The kit of ‘instruments’ developed for CCANW with their Connective Practice methodology, were also used regularly by Johanna with schools, in groups of people with diverse abilities, and with young offenders. The pre- and post-delivery reflections on these social sculpture workshops evolved in close cooperation and reflection between myself and the CCANW team. So, although I produced several physically tangible ‘forms’ for CCANW’s programme, UOT remained an ongoing live research process, reflecting on and adjusting its elements, methods, and concepts as they were shared and used.

CCANW, in providing the fertile ground for ‘slow research’, experimentation and ’emergent practice’, was central to the evolution of University of the Trees. It was also encouraging to hear that it offered Clive and his co-workers an opportunity to become part of a community of learners and co-creators that included teachers, pupils, university staff and students, art and ecology people, and forest visitors!

Supplied records —
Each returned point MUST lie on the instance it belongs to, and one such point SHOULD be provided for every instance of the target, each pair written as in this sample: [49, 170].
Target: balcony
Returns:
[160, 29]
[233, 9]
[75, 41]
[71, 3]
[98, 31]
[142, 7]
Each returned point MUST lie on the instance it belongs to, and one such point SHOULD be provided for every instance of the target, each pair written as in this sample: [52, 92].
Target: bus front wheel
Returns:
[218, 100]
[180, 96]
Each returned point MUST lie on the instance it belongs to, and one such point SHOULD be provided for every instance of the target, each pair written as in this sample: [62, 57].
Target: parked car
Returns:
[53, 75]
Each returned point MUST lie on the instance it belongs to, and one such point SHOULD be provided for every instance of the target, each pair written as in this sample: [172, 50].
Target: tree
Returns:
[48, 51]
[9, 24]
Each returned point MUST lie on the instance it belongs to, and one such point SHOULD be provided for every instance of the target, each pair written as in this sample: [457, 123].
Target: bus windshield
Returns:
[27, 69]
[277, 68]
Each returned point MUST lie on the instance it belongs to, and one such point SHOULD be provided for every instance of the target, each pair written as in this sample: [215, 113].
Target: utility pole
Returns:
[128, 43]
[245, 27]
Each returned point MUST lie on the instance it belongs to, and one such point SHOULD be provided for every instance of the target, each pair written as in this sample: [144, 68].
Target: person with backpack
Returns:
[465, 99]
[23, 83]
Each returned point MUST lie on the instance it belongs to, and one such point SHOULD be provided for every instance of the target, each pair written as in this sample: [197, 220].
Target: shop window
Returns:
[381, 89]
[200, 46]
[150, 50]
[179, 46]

...

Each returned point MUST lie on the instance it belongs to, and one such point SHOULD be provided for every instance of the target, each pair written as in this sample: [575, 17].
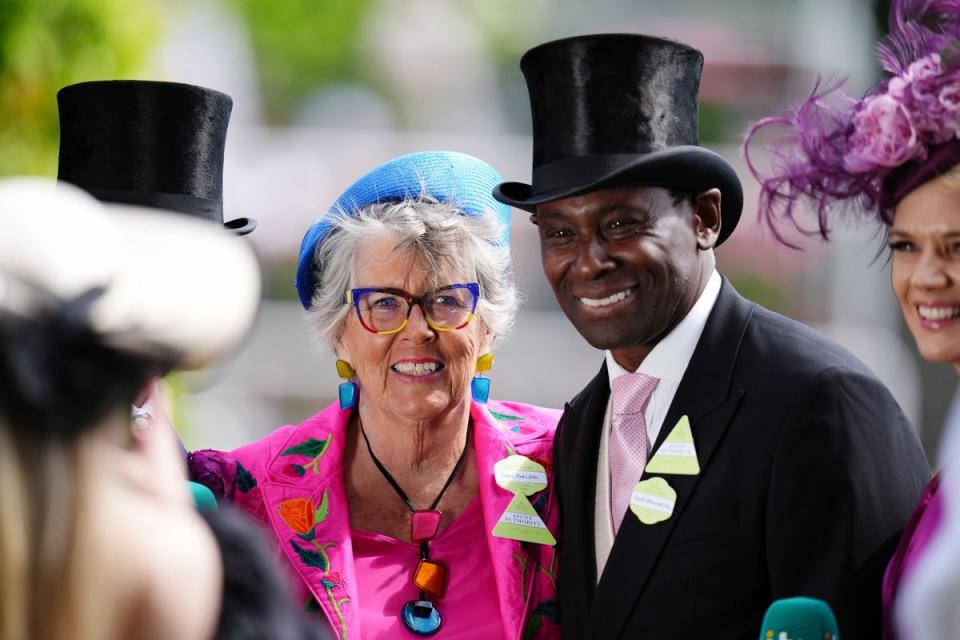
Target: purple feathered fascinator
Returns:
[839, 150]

* * *

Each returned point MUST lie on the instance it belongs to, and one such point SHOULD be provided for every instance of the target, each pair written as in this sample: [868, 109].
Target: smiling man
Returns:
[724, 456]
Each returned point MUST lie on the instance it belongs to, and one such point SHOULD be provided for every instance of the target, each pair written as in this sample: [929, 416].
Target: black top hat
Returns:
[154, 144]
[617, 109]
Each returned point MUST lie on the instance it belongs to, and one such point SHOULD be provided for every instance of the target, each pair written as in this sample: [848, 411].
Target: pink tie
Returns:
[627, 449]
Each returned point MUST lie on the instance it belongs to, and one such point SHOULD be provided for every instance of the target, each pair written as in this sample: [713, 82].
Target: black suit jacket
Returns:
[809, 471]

Work instructions —
• a. Reproduce the CCANW passage verbatim from "CCANW, in providing" up to and including "and forest visitors!".
• b. In the CCANW passage, apart from schools, who did Johanna regularly use the kit of instruments with?

Task answers —
• a.
CCANW, in providing the fertile ground for ‘slow research’, experimentation and ’emergent practice’, was central to the evolution of University of the Trees. It was also encouraging to hear that it offered Clive and his co-workers an opportunity to become part of a community of learners and co-creators that included teachers, pupils, university staff and students, art and ecology people, and forest visitors!

• b. Groups of people with diverse abilities and young offenders.